=== The task ===
Write the records below out again exactly as given, with no images.

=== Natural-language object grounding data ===

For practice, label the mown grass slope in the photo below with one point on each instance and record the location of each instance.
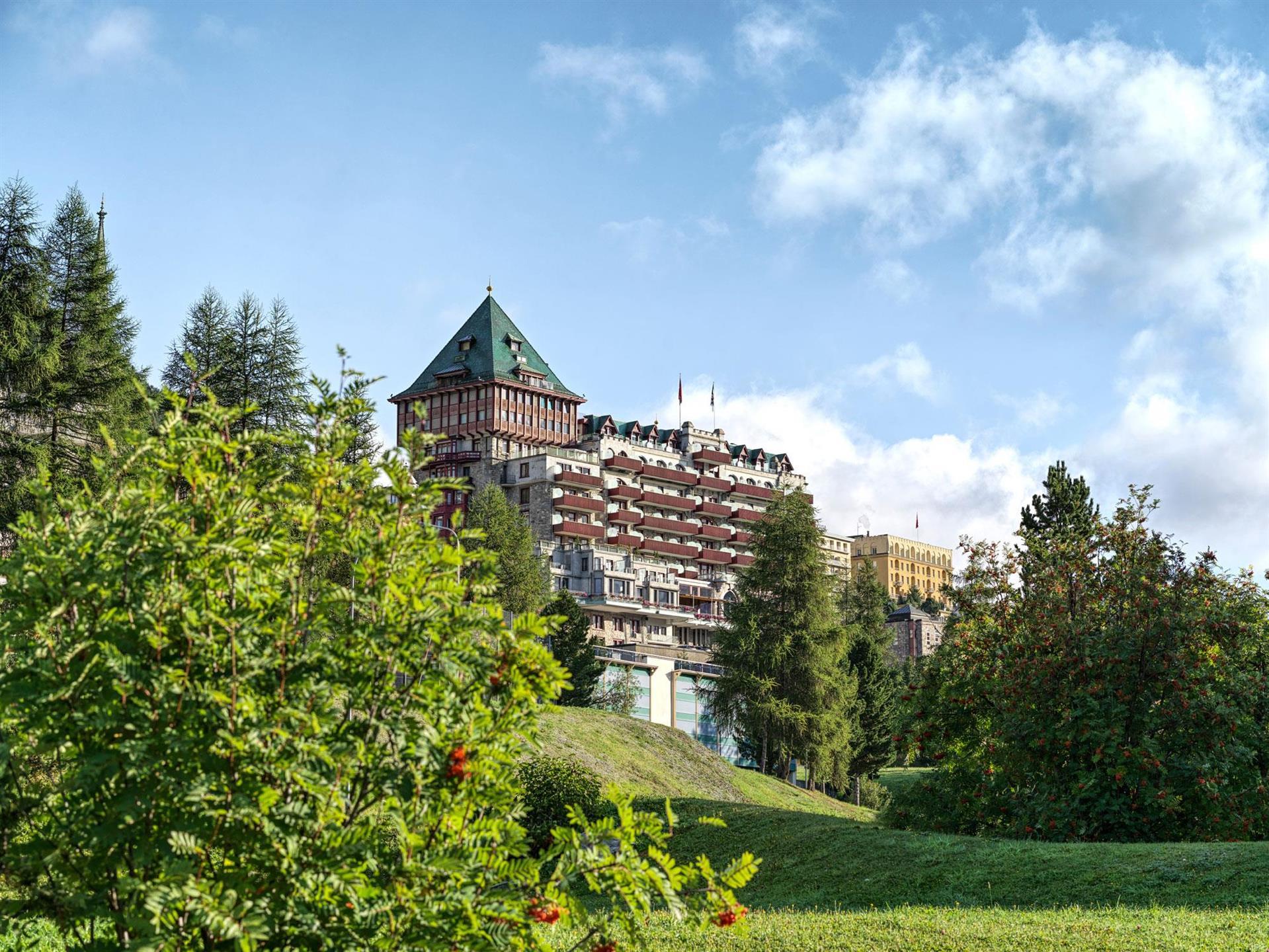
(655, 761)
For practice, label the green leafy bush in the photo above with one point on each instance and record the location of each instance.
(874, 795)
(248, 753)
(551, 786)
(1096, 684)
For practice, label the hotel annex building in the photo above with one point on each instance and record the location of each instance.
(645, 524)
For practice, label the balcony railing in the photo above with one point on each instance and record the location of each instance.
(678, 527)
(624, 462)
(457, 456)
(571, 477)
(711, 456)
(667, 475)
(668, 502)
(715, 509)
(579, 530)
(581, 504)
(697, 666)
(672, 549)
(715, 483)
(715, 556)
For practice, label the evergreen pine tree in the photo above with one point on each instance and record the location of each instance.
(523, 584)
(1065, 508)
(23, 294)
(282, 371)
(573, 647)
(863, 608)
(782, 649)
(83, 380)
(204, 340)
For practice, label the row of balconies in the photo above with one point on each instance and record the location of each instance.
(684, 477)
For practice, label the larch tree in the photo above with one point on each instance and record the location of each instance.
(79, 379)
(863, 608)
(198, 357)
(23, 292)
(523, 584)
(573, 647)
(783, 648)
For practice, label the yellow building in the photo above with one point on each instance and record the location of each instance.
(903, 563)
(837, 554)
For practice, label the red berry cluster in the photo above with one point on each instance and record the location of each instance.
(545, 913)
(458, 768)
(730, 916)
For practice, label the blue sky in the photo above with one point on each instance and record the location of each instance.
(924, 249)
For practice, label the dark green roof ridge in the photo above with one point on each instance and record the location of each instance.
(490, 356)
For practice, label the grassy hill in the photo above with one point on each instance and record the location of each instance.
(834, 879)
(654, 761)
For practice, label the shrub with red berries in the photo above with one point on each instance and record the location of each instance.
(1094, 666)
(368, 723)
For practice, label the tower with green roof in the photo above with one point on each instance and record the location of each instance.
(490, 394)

=== Output ===
For practice, label the mown grass slope in the photo below with one point on each instance and record the location of each instance.
(655, 761)
For practice, label the green leafy bush in the photo above with one point on each instance and record the location of each instance.
(874, 795)
(248, 753)
(551, 786)
(1096, 684)
For practice, label the hotel annex building in the photo above with one point on each instance and record the location of each instance.
(645, 524)
For practice, label the balcony railing in the photo above with one point on each instance and record the location of each instance.
(678, 527)
(624, 462)
(457, 456)
(571, 477)
(711, 456)
(667, 475)
(668, 502)
(715, 509)
(579, 530)
(581, 504)
(697, 666)
(672, 549)
(715, 483)
(715, 556)
For practice, label the evergreen pine tree in the photo above with one point on each instance and record the location of each instance.
(523, 584)
(1065, 508)
(23, 294)
(282, 371)
(573, 647)
(863, 608)
(782, 649)
(83, 380)
(204, 340)
For practice, label the row of balconies in the photo above with one point on each instance and record the location of each instance.
(684, 477)
For practice, label the larch tree in the photo above with one point on each instance and record the location of each instance.
(79, 379)
(863, 608)
(198, 357)
(23, 292)
(523, 584)
(573, 647)
(783, 648)
For practice, label the yellow building in the photo above with one point on each instance and record the location of each instance.
(903, 563)
(837, 554)
For practice, label the red berry cluster in the photo above with one point on each instance and record the location of each instance.
(545, 913)
(458, 768)
(730, 916)
For practice, label the blue sky in the photo above with one point on each instance and record the location of each instance.
(924, 249)
For practice, label the dark green roof ridge in the photo above with one point on each instance and record the location of each instance.
(490, 356)
For practice, label the grassy hill in the photo above with one point on each instance and record the location of each instance.
(834, 879)
(654, 761)
For practice, label the shrub with red berries in the photo above with one point on each instance and record the location of each instance.
(1094, 666)
(368, 723)
For practice, label the tower with green roof in the photo above with one point on each instance and record the location of each instance.
(490, 394)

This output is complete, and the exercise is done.